Given request: Can you reproduce, word for word, the lines of the material below that run from the line containing "Draw the outline of every instance of the cactus" through the end of the material, both ends included?

Data for the task:
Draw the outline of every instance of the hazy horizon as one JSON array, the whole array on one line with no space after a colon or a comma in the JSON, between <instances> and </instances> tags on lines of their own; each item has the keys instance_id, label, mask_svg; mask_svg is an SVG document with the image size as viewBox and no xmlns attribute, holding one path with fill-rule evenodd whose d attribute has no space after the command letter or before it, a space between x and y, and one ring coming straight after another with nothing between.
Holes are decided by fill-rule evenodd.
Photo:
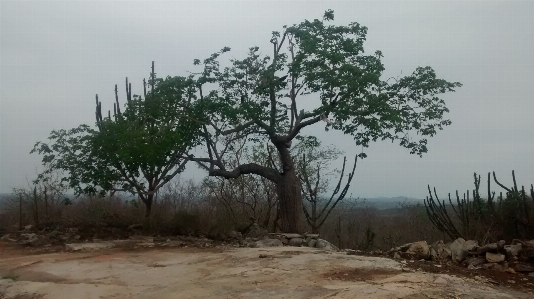
<instances>
[{"instance_id":1,"label":"hazy horizon","mask_svg":"<svg viewBox=\"0 0 534 299\"><path fill-rule=\"evenodd\" d=\"M158 77L186 75L193 59L224 46L243 58L270 48L272 31L335 12L335 24L368 27L367 53L381 50L385 78L431 66L463 87L443 96L452 125L430 138L419 158L377 142L358 161L353 197L424 198L472 190L473 173L501 183L534 183L534 2L519 1L2 1L0 2L0 193L26 187L40 170L30 155L53 129L94 125L94 97L111 109L124 79L140 94L155 61ZM531 129L529 129L531 128ZM349 161L361 148L350 136L306 128ZM333 166L341 167L342 159ZM190 164L183 178L206 173ZM528 187L527 187L528 186ZM503 191L492 182L492 189ZM484 190L484 192L482 192Z\"/></svg>"}]
</instances>

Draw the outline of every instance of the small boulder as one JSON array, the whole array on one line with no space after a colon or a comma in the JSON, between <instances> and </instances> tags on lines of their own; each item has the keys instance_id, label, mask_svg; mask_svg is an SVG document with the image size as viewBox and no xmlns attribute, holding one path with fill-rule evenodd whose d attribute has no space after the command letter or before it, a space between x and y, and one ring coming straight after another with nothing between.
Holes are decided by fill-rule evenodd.
<instances>
[{"instance_id":1,"label":"small boulder","mask_svg":"<svg viewBox=\"0 0 534 299\"><path fill-rule=\"evenodd\" d=\"M467 249L465 248L465 240L463 238L458 238L451 243L451 256L452 260L461 263L467 256Z\"/></svg>"},{"instance_id":2,"label":"small boulder","mask_svg":"<svg viewBox=\"0 0 534 299\"><path fill-rule=\"evenodd\" d=\"M253 223L250 226L247 237L248 238L263 238L267 236L268 234L269 232L266 229L262 229L257 223Z\"/></svg>"},{"instance_id":3,"label":"small boulder","mask_svg":"<svg viewBox=\"0 0 534 299\"><path fill-rule=\"evenodd\" d=\"M228 238L240 240L243 238L243 235L238 231L231 230L230 232L228 232Z\"/></svg>"},{"instance_id":4,"label":"small boulder","mask_svg":"<svg viewBox=\"0 0 534 299\"><path fill-rule=\"evenodd\" d=\"M289 246L300 247L304 244L304 239L302 238L291 238L289 239Z\"/></svg>"},{"instance_id":5,"label":"small boulder","mask_svg":"<svg viewBox=\"0 0 534 299\"><path fill-rule=\"evenodd\" d=\"M264 248L264 247L280 247L283 246L282 241L278 239L264 239L252 243L252 247Z\"/></svg>"},{"instance_id":6,"label":"small boulder","mask_svg":"<svg viewBox=\"0 0 534 299\"><path fill-rule=\"evenodd\" d=\"M519 255L522 249L523 245L521 243L515 245L504 245L506 255L512 259L517 259L517 256Z\"/></svg>"},{"instance_id":7,"label":"small boulder","mask_svg":"<svg viewBox=\"0 0 534 299\"><path fill-rule=\"evenodd\" d=\"M500 263L500 262L504 262L505 260L505 256L504 254L500 254L500 253L493 253L493 252L486 252L486 261L488 261L488 263Z\"/></svg>"},{"instance_id":8,"label":"small boulder","mask_svg":"<svg viewBox=\"0 0 534 299\"><path fill-rule=\"evenodd\" d=\"M514 267L516 272L534 272L534 267L524 264L517 264Z\"/></svg>"},{"instance_id":9,"label":"small boulder","mask_svg":"<svg viewBox=\"0 0 534 299\"><path fill-rule=\"evenodd\" d=\"M319 239L319 234L304 234L306 238Z\"/></svg>"},{"instance_id":10,"label":"small boulder","mask_svg":"<svg viewBox=\"0 0 534 299\"><path fill-rule=\"evenodd\" d=\"M478 267L484 263L486 263L486 259L481 256L468 258L465 261L465 264L467 264L467 267Z\"/></svg>"},{"instance_id":11,"label":"small boulder","mask_svg":"<svg viewBox=\"0 0 534 299\"><path fill-rule=\"evenodd\" d=\"M482 247L479 247L477 249L477 254L483 254L483 253L486 253L488 251L497 251L499 249L499 246L497 245L497 243L490 243L490 244L486 244Z\"/></svg>"},{"instance_id":12,"label":"small boulder","mask_svg":"<svg viewBox=\"0 0 534 299\"><path fill-rule=\"evenodd\" d=\"M434 242L431 246L430 256L433 260L444 260L451 256L450 244L443 243L442 240Z\"/></svg>"},{"instance_id":13,"label":"small boulder","mask_svg":"<svg viewBox=\"0 0 534 299\"><path fill-rule=\"evenodd\" d=\"M100 250L113 247L115 247L115 244L113 244L112 242L65 244L65 249L67 249L68 251Z\"/></svg>"},{"instance_id":14,"label":"small boulder","mask_svg":"<svg viewBox=\"0 0 534 299\"><path fill-rule=\"evenodd\" d=\"M497 264L497 263L486 263L486 264L482 264L481 266L482 268L486 270L494 270L494 271L501 271L501 272L504 272L506 271L506 269L508 269L507 266Z\"/></svg>"},{"instance_id":15,"label":"small boulder","mask_svg":"<svg viewBox=\"0 0 534 299\"><path fill-rule=\"evenodd\" d=\"M323 239L317 239L317 243L315 243L315 248L323 249L323 250L339 250L334 244L323 240Z\"/></svg>"},{"instance_id":16,"label":"small boulder","mask_svg":"<svg viewBox=\"0 0 534 299\"><path fill-rule=\"evenodd\" d=\"M465 250L473 252L476 251L478 246L478 242L475 240L467 240L464 243Z\"/></svg>"},{"instance_id":17,"label":"small boulder","mask_svg":"<svg viewBox=\"0 0 534 299\"><path fill-rule=\"evenodd\" d=\"M410 248L406 250L406 253L414 255L418 258L423 258L423 259L430 258L430 249L428 248L428 244L426 243L426 241L419 241L419 242L412 243Z\"/></svg>"},{"instance_id":18,"label":"small boulder","mask_svg":"<svg viewBox=\"0 0 534 299\"><path fill-rule=\"evenodd\" d=\"M502 249L504 247L504 244L506 244L506 241L499 240L499 242L497 242L497 249Z\"/></svg>"}]
</instances>

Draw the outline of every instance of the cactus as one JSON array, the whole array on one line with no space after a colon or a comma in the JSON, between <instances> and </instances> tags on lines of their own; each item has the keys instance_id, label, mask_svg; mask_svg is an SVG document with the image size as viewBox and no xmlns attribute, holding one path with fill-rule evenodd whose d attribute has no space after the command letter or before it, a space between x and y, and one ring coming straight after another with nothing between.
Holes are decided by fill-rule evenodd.
<instances>
[{"instance_id":1,"label":"cactus","mask_svg":"<svg viewBox=\"0 0 534 299\"><path fill-rule=\"evenodd\" d=\"M527 200L525 187L519 190L512 171L513 186L508 188L497 180L495 172L493 179L497 185L506 190L506 196L502 192L495 202L495 192L491 191L491 173L488 173L488 195L486 199L480 196L480 175L475 173L475 189L473 199L470 199L469 190L460 199L456 191L456 204L453 204L449 193L450 209L458 221L449 217L448 208L445 201L439 201L436 189L434 188L435 199L432 197L430 186L428 191L430 197L425 199L425 208L432 224L440 231L446 233L451 239L463 237L465 239L486 240L490 235L499 238L522 238L530 236L534 232L534 225L530 219L532 208ZM531 184L530 196L534 199L534 186ZM457 224L461 225L461 230L457 229Z\"/></svg>"}]
</instances>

The response:
Draw the outline of every instance of the cactus as one JSON array, the whole array on one line with no space after a colon or a comma in the JSON, between <instances> and </instances> tags on lines of their own; each item has the keys instance_id, label, mask_svg; mask_svg is an SVG document with the image size as viewBox and no xmlns attribute, holding one path with fill-rule evenodd whose d attribute has no space after the command letter or before it, a space between x and y, and one ring coming straight after another with nothing between.
Holes are decided by fill-rule evenodd.
<instances>
[{"instance_id":1,"label":"cactus","mask_svg":"<svg viewBox=\"0 0 534 299\"><path fill-rule=\"evenodd\" d=\"M527 200L525 187L519 190L512 171L513 186L508 188L497 180L495 172L493 179L497 185L506 190L506 196L502 192L495 202L495 192L491 191L491 173L488 173L488 195L486 199L480 196L480 175L475 173L475 189L473 199L470 199L469 190L460 199L456 191L456 204L453 204L449 193L450 209L458 221L449 217L448 208L445 201L439 201L436 189L434 188L435 199L432 197L430 186L428 191L430 197L425 199L425 208L432 224L440 231L446 233L451 239L463 237L465 239L486 240L490 235L499 238L522 238L530 236L534 232L534 225L530 219L532 208ZM531 184L530 196L534 199L534 186ZM457 224L461 225L461 230L457 229Z\"/></svg>"}]
</instances>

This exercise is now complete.